▼

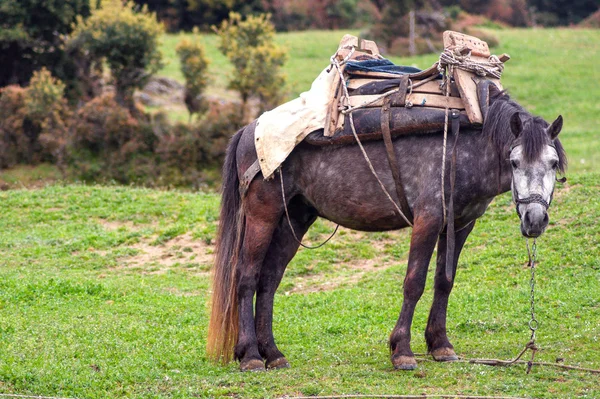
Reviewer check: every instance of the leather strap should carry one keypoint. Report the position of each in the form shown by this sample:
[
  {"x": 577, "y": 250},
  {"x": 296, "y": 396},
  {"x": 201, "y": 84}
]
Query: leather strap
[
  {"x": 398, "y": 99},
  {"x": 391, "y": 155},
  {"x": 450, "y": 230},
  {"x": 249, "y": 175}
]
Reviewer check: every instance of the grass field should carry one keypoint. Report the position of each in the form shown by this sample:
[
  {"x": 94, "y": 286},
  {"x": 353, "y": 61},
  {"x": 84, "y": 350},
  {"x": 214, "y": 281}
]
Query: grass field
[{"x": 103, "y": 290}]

▲
▼

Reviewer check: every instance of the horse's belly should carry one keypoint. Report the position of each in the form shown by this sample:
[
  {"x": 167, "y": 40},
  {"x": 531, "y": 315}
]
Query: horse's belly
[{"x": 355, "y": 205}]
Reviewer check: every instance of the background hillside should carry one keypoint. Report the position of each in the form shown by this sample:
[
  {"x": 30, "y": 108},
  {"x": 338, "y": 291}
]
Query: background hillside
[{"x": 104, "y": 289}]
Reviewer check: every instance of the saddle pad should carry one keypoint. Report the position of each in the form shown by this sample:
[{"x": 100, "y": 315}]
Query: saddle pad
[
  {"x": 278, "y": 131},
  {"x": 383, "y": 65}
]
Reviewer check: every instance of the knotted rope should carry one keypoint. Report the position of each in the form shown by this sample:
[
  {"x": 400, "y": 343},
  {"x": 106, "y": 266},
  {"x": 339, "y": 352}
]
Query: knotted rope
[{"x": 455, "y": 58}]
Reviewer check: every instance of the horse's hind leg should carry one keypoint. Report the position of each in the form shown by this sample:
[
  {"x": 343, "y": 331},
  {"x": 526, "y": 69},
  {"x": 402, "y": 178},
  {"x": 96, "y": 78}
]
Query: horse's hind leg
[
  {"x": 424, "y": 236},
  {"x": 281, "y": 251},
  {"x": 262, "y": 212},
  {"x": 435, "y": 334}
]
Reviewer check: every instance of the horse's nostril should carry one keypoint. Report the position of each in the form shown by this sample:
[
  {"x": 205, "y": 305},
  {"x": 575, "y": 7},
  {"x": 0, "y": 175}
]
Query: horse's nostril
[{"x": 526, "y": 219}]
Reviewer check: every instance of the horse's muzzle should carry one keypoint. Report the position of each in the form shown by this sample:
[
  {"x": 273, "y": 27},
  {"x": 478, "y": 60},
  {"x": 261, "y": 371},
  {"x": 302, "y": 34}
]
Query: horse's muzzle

▲

Please reproduce every line of the rows above from the one containing "Reviewer check: every instance of the horse's nostril" down to the one containing "Query: horse's muzzle", with both of those lines included.

Reviewer check: every instance of the horse's nostril should carry one keypoint. Report the position of each in the form shown by this sample:
[
  {"x": 205, "y": 305},
  {"x": 575, "y": 7},
  {"x": 0, "y": 175}
]
Query: horse's nostril
[{"x": 526, "y": 219}]
Reviewer check: every instance of the horse's muzzle should carry one keypoint. Report the position of each in the form shown by this sample:
[
  {"x": 273, "y": 27},
  {"x": 478, "y": 60},
  {"x": 261, "y": 371},
  {"x": 302, "y": 34}
]
Query: horse's muzzle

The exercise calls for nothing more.